Le néolibéralisme a montré (une fois de plus) pendant ces 6 mois comment et à quel point il était l’ennemi de la démocratie.
La zone euro , zone antidémocratique, les néolibéraux allemands aux commandes.
Ce qui a été prouvé aussi pendant ces 6 mois, c’est que la zone euro « est un lieu de domination des forts sur les faibles où le poids de ces derniers ne comptent pour rien », que « l’euro est la monnaie de la BCE qui la distribue sur des critères qui ne prennent pas en compte le bien-être des populations, mais sur des critères financiers dissimulant mal des objectifs politiques » (2).
Et aussi on a vu le rôle des dirigeants de l’ Allemagne de Merckel qui a mis fin à la fiction du couple franco-allemand comme moteur de l’UE, ce pour s’affirmer comme seule puissance dirigeante, avec ses soutiens en Europe centrale (Pays baltes, Slovaquie, Pologne) et en Europe du Nord (Pays-Bas, Finlande). Le projet fédéral est de créer une zone euro plus centralisée, ce qui suppose l’exclusion de ceux qui le remettent en cause .
Les néolibéraux dirigent tous les PS de l’Union européenne.
Ce qui a encore été vu, ces derniers jours, c’est que les dirigeants du SPD sont en accord avec ce projet, dans le détail. C’est Martin Schulz, président socialiste du Parlement, qui avait été le chef de file des socialistes européens pour les élections européennes, qui plaide pour la mise en place « d’un gouvernement d’experts à Athènes » . Le PS français soutient le gouvernement français qui a montré quelques divergences avec Merckel … pour se féliciter de cet accord austéritaire du 13 juillet.
Au bout de 6 mois, voilà à quoi servent les « socialistes » européens : à reprendre les exigences des usuriers telles quelles, ou bien …à les approuver telles quelles.
Les néolibéraux sont indifférents à l’ économie.
Ces néolibéraux, ceux de droite comme ceux des PS ont une seule phrase à la bouche : « une dette, ça se rembourse » (avec toutes les conséquences). Que la dette soit « odieuse »telle que définie par la commission mise en place par la Présidente du Parlement grec (dont nous reparlerons dans un autre texte) ? Que ce soient les intérêts usuraires que la Grèce doive interminablement rembourser ?. Que ses élites économiques prédatrices aient pillé le pays pendant des années avec un manque de discrétion qui n’a pu échapper à nos experts économiques de la Commission européenne ? Que le pays, ravagé par les privatisations brutales et le chômage, produise de moins en moins de richesses, et que ces richesses doivent rembourser les intérêts de la dette ? Tout cela ne les soucie nullement.
Ces néolibéraux qui ressassaient mettre l’économie aux postes de commande sont apparus indifférents à la moindre logique économique. Face à l’économiste Varoufakis, ils méprisaient ses arguments.
Leur action actuelle contre la Grèce est une action de police qui a une fonction : ruiner un peuple qui leur a dit non.

========

§ Travail demandé
Recopiez le texte sur le néolibéralisme entre « La zone euro , zone » et « remettent en cause . », bornes incluses, en substituant « union monétaire » à « zone euro ». Le matériel n'est pas nécessaire ici.

[Éléments d'identification de lieux]
========

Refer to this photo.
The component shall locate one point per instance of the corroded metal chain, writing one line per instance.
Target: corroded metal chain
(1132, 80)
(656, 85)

========

§ Résultat
La union monétaire , zone antidémocratique, les néolibéraux allemands aux commandes.
Ce qui a été prouvé aussi pendant ces 6 mois, c’est que la union monétaire « est un lieu de domination des forts sur les faibles où le poids de ces derniers ne comptent pour rien », que « l’euro est la monnaie de la BCE qui la distribue sur des critères qui ne prennent pas en compte le bien-être des populations, mais sur des critères financiers dissimulant mal des objectifs politiques » (2).
Et aussi on a vu le rôle des dirigeants de l’ Allemagne de Merckel qui a mis fin à la fiction du couple franco-allemand comme moteur de l’UE, ce pour s’affirmer comme seule puissance dirigeante, avec ses soutiens en Europe centrale (Pays baltes, Slovaquie, Pologne) et en Europe du Nord (Pays-Bas, Finlande). Le projet fédéral est de créer une union monétaire plus centralisée, ce qui suppose l’exclusion de ceux qui le remettent en cause .